→ GIVEN TEXT
──────────
This article was originally published by The Mennonite

Membership and the Mr. Potato Head Church

I was the kid who could never take care of my toys.

Lost or broken moments after receiving them, my toys never stood a chance. I did not intentionally destroy my toys, it just kind of happened.

That is probably why I never got a Mr. Potato head even though I wanted one so badly.mr. potato head I loved the idea of having a bucket of parts that could be switched in and out at will. There were commercials that showed giant buckets of tiny little parts and I guess mom just thought “another mess to clean up.”

So I bought one right away for my daughter and guess what? Most of the parts are missing.

I am positive Paul would not have even imagined the possibility of a Mr. Potato head and his bucket of parts when he was talking about the “body with many members” in 1 Corinthians 12: “For just as the body is one and has many members and all the members of the body, though many are one body, so it is with Christ. For in the one Spirit we were all baptized into one body—Jews or Greeks, slaves or free—and we were all made to drink of one spirit.”

Indeed, the body does not consist of one member but of many.

In other words, God does not have a bucket of spare parts lying around waiting to be switched in or out at will. One is either a part of the body or not.

That is why I find our current concept of membership problematic, but not for the reason most people are immediately thinking.

For far too long the church has functioned with a “bucket of parts” membership mentality.

A person is able to become a member of the church at some point in life and as long as they don’t do anything categorically sinful enough to get kicked out of the bucket, they may stay. Silent. Comfortable. Settled.

That may be membership, but it sure ain’t discipleship.

Membership in many churches often looks very similar to that of any other secular club. It is a place where one is on “The List” and “The List” affords one privileges.

Membership as we know it today implies a certain amount finality, a certain amount of “you-have-arrived-ness.”
──────────
→ DATASET EXCERPT
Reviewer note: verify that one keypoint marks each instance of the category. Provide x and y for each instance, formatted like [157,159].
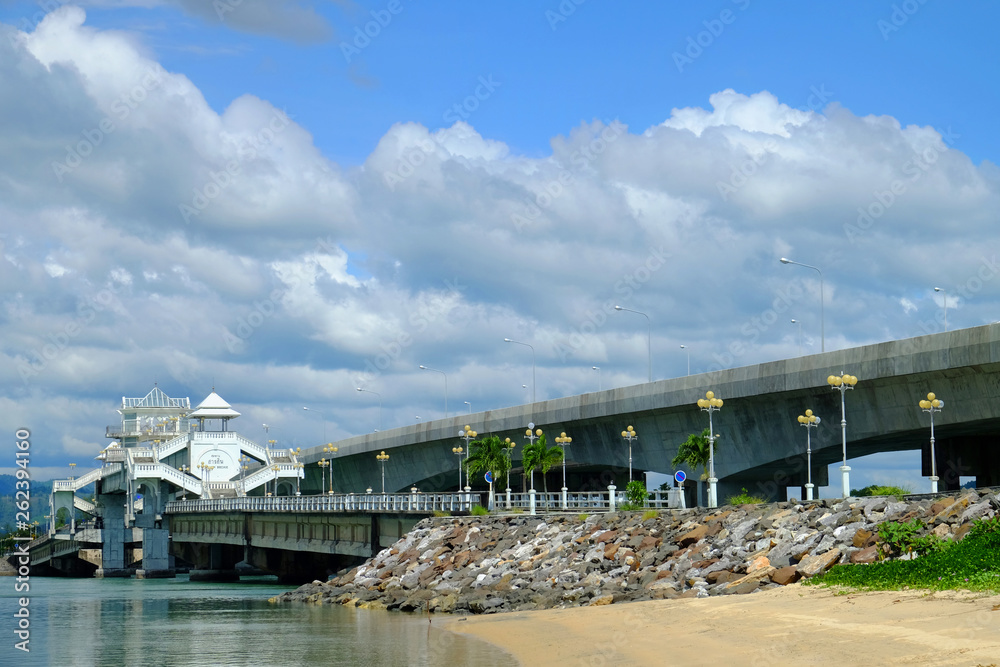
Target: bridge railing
[339,502]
──────────
→ TASK PROMPT
From the article on church membership, write out word for word the part that opens with the words containing "This article was" and closes with "kind of happened.".

→ SOLUTION TO THIS EXERCISE
This article was originally published by The Mennonite

Membership and the Mr. Potato Head Church

I was the kid who could never take care of my toys.

Lost or broken moments after receiving them, my toys never stood a chance. I did not intentionally destroy my toys, it just kind of happened.